**SET EXERCISE**. Repeat the records in full and exactly, omitting pictures.

**RECORDS FOR THIS EXERCISE**.

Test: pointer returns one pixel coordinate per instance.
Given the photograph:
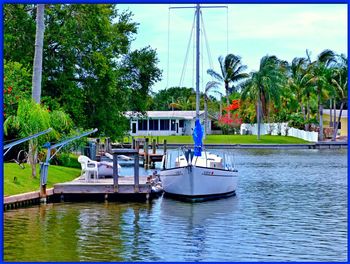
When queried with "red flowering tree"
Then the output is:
(231, 119)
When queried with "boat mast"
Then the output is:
(197, 58)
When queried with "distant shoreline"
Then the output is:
(317, 145)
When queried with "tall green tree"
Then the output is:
(340, 81)
(264, 85)
(321, 70)
(232, 72)
(141, 72)
(32, 118)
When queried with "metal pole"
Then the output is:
(115, 172)
(136, 172)
(10, 145)
(197, 57)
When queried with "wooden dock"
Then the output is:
(126, 185)
(134, 186)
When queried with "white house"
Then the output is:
(164, 123)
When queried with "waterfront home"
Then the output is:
(343, 125)
(164, 123)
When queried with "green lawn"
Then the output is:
(25, 183)
(231, 139)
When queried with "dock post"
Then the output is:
(164, 146)
(146, 157)
(154, 146)
(136, 172)
(115, 172)
(137, 145)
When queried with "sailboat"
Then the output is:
(198, 174)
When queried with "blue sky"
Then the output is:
(254, 30)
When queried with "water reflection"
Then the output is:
(294, 209)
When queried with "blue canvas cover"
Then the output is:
(197, 138)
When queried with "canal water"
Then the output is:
(291, 205)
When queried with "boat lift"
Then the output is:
(45, 165)
(14, 143)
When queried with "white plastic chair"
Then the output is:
(88, 167)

**EXERCISE ANSWER**.
Test: pointer returns one pixel coordinate per instance.
Given the photograph:
When queried with "red flowering tree"
Then the output is:
(231, 119)
When queried with "boat mast"
Then the output is:
(197, 58)
When queried with "distant shoreline"
Then the output is:
(317, 145)
When queried with "tall green tree"
Then the output is:
(340, 81)
(264, 85)
(321, 70)
(232, 72)
(141, 72)
(32, 118)
When queried with "metal pole"
Then the output is:
(115, 172)
(136, 172)
(10, 145)
(197, 57)
When queried with "wooden dock"
Then the output is:
(126, 185)
(134, 186)
When queried with "white house"
Then the output is:
(164, 123)
When queried with "waterfront home"
Then the output is:
(343, 125)
(164, 123)
When queried with "green lawn"
Then the output is:
(25, 183)
(231, 139)
When queried with "dock post"
Then the output is:
(164, 146)
(146, 157)
(154, 146)
(136, 172)
(115, 172)
(137, 145)
When queried with "sailboat"
Then the output is:
(198, 174)
When queried with "blue sky"
Then the output is:
(254, 30)
When queried with "water reflection"
Then the output is:
(294, 209)
When queried with "blue canvas cover"
Then the output is:
(197, 138)
When queried with "canal water"
Then the output is:
(291, 205)
When queried with "boat lift"
Then the output is:
(45, 165)
(14, 143)
When queried with "white plastic chair"
Then the output is:
(88, 167)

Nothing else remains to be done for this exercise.